START SOURCE MATERIAL
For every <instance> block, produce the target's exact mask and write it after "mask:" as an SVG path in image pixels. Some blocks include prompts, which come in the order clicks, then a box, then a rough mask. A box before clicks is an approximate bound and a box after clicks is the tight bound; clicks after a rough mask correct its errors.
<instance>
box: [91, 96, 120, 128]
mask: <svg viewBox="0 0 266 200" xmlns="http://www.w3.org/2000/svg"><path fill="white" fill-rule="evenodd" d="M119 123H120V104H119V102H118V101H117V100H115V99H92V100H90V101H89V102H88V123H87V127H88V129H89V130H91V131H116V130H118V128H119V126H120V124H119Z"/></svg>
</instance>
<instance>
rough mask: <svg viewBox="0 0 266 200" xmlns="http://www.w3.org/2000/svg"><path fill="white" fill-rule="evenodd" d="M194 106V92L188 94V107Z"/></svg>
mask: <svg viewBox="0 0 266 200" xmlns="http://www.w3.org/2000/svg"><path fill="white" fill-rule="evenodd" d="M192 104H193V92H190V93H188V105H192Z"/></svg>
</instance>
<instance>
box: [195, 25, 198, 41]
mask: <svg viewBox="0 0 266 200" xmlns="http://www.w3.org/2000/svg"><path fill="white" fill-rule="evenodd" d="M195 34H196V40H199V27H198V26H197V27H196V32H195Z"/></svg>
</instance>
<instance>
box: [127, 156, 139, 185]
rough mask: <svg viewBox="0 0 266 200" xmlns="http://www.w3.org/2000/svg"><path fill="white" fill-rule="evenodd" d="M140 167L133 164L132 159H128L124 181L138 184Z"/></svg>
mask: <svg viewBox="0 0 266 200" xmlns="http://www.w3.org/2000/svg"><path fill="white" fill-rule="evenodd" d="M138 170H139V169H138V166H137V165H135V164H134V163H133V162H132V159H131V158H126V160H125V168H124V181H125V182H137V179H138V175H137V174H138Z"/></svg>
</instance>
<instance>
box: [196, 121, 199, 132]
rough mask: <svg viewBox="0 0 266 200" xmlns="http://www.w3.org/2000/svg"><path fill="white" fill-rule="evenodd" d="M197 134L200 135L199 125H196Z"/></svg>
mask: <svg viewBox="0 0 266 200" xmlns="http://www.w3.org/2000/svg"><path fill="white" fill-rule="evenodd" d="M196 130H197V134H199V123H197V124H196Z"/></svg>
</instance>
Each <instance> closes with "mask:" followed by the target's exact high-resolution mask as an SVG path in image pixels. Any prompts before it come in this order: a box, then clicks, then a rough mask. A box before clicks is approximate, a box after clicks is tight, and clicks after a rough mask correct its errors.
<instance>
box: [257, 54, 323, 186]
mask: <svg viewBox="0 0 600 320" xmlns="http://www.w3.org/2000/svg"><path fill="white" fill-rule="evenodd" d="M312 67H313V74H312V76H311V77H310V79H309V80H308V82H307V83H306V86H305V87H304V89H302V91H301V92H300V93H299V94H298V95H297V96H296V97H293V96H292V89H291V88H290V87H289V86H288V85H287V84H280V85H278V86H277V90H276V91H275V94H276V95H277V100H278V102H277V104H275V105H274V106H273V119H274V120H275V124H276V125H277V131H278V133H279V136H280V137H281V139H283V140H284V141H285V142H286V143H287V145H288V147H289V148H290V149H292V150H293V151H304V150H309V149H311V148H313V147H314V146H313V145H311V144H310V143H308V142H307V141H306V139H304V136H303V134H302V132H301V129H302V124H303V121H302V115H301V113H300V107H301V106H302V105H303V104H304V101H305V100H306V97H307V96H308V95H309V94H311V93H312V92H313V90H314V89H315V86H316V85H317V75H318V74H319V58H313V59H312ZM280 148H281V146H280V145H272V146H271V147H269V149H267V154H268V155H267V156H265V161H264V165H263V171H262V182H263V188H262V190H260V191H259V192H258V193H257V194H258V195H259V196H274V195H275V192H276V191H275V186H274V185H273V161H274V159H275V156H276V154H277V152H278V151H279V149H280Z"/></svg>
END SOURCE MATERIAL
[PROBLEM TO WORK ON] Please count the lines in the material above that contain the word "come". Reply with only that number.

[PROBLEM SOLUTION] 2